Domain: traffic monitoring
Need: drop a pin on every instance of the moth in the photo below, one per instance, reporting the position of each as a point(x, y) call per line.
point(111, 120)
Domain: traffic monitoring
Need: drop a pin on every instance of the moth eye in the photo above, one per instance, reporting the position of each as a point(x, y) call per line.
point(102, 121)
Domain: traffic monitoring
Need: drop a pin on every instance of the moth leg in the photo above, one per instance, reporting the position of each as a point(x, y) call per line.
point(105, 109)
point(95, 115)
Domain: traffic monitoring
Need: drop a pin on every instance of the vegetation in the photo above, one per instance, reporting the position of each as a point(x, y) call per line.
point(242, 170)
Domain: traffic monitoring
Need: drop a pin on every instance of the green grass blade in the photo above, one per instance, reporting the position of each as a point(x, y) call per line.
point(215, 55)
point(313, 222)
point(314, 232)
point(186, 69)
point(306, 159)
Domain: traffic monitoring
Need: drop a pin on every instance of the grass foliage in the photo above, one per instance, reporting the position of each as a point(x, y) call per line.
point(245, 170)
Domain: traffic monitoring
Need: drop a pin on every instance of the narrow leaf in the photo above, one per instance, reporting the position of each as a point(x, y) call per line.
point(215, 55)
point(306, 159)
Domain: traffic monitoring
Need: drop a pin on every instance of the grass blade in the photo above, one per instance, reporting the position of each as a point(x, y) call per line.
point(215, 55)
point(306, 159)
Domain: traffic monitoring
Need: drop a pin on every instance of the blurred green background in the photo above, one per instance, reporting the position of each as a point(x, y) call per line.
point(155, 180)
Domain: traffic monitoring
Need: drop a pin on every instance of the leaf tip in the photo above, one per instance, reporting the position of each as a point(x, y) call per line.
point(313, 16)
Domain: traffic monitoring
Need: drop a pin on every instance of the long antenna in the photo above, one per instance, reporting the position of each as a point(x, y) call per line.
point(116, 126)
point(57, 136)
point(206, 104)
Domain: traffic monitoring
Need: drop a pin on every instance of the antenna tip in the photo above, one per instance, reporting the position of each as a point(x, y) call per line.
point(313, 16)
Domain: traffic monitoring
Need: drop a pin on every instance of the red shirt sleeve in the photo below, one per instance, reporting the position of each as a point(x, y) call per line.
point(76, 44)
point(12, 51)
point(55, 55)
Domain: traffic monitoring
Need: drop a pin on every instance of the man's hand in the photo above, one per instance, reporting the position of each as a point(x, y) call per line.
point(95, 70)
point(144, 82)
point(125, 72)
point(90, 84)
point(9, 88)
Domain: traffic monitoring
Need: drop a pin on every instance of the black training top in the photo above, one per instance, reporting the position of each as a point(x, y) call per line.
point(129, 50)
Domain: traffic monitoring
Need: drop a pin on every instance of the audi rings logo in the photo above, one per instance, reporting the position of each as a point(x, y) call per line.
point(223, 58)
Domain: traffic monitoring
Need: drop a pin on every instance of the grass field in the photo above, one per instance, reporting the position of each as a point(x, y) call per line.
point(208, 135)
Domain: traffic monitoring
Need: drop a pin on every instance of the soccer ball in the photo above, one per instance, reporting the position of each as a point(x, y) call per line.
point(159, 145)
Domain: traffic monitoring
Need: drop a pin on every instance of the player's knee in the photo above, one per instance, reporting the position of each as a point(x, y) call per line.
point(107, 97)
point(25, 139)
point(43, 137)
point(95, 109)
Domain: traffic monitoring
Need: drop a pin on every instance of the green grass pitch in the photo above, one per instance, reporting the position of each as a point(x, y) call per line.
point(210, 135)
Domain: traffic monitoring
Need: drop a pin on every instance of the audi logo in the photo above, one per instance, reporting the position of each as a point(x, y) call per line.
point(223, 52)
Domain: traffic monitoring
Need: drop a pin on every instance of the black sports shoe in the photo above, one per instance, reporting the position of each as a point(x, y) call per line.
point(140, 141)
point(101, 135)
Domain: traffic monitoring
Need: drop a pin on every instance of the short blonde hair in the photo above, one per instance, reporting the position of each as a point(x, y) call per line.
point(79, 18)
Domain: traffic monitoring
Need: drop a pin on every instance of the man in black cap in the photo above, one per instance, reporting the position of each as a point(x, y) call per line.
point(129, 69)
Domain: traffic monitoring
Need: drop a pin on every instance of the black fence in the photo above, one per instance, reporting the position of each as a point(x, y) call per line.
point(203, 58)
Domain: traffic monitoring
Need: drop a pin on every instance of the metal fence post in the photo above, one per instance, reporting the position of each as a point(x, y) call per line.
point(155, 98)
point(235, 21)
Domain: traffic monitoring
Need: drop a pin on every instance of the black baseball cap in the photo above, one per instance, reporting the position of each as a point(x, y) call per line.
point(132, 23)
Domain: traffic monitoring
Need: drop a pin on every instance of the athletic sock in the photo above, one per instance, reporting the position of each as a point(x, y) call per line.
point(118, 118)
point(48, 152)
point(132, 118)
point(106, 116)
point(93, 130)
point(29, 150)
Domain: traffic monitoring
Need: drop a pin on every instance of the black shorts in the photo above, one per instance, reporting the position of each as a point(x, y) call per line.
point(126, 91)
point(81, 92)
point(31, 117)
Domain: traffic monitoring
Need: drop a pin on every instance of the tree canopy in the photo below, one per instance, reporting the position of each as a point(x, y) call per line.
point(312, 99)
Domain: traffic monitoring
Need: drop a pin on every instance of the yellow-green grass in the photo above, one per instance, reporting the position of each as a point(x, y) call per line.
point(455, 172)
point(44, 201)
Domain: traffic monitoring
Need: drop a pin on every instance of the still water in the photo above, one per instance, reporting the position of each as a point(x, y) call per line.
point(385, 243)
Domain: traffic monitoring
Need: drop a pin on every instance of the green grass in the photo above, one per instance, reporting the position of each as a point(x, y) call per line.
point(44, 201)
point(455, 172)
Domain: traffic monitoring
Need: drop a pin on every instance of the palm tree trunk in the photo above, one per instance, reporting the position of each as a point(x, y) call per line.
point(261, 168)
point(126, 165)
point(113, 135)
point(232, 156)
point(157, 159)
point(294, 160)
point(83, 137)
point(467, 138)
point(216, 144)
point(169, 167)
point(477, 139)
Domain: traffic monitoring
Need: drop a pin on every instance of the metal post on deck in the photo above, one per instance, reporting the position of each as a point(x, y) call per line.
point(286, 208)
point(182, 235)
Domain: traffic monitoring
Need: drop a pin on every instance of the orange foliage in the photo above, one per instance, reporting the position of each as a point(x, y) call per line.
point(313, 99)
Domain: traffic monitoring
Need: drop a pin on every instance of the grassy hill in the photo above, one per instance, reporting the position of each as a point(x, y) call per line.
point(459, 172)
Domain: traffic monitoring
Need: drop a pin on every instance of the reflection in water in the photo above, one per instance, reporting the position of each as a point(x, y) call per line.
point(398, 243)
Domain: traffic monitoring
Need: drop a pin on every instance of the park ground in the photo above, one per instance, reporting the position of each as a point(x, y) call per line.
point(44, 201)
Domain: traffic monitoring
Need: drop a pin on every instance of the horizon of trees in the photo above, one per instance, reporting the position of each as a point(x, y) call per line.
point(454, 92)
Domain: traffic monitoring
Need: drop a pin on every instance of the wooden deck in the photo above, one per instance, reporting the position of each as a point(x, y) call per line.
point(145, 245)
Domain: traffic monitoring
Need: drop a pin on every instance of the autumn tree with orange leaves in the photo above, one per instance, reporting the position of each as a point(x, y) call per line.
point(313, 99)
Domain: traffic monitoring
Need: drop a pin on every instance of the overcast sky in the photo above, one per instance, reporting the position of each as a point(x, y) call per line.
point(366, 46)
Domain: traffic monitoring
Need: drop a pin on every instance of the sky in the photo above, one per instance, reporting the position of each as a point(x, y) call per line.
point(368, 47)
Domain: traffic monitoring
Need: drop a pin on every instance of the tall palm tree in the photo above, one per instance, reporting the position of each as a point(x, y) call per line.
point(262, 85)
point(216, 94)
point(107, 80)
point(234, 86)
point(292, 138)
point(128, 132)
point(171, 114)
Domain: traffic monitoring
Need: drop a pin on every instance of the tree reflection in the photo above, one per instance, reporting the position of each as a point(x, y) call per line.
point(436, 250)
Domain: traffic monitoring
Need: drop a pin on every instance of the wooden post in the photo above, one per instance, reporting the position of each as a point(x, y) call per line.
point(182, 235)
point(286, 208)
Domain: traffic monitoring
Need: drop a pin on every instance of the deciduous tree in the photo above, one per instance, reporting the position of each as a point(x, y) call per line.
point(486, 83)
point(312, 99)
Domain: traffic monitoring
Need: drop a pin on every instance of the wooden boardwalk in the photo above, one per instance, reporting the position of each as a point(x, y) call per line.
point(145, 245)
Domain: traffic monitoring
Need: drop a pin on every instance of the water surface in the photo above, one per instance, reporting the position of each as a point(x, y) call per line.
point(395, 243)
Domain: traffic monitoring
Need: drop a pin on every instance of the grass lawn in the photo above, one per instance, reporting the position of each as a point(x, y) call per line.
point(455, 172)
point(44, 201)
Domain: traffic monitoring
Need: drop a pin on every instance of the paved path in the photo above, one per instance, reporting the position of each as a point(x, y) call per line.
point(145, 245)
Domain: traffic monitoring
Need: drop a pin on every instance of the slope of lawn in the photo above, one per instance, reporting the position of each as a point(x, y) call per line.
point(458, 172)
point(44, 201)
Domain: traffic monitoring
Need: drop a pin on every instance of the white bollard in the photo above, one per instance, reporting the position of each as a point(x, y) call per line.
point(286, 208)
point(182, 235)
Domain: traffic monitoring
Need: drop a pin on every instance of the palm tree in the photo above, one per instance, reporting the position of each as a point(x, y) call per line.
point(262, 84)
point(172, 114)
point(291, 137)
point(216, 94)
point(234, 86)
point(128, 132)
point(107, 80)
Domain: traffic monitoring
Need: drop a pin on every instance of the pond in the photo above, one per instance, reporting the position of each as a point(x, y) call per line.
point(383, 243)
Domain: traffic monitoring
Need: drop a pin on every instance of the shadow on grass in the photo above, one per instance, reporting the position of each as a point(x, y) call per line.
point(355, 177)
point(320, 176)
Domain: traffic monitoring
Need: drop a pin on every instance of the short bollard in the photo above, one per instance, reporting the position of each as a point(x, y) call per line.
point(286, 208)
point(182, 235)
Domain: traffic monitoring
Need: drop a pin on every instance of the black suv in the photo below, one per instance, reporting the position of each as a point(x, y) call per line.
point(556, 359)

==========

Write out the lines of the listing from the one with "Need: drop a pin on every instance of the black suv" to the very end, inclusive, exactly as they appear and with nothing added.

Finished exercise:
Need: drop a pin on every instance of the black suv in the photo below, one per instance, reporting the position of each as a point(x, y) call per line.
point(556, 359)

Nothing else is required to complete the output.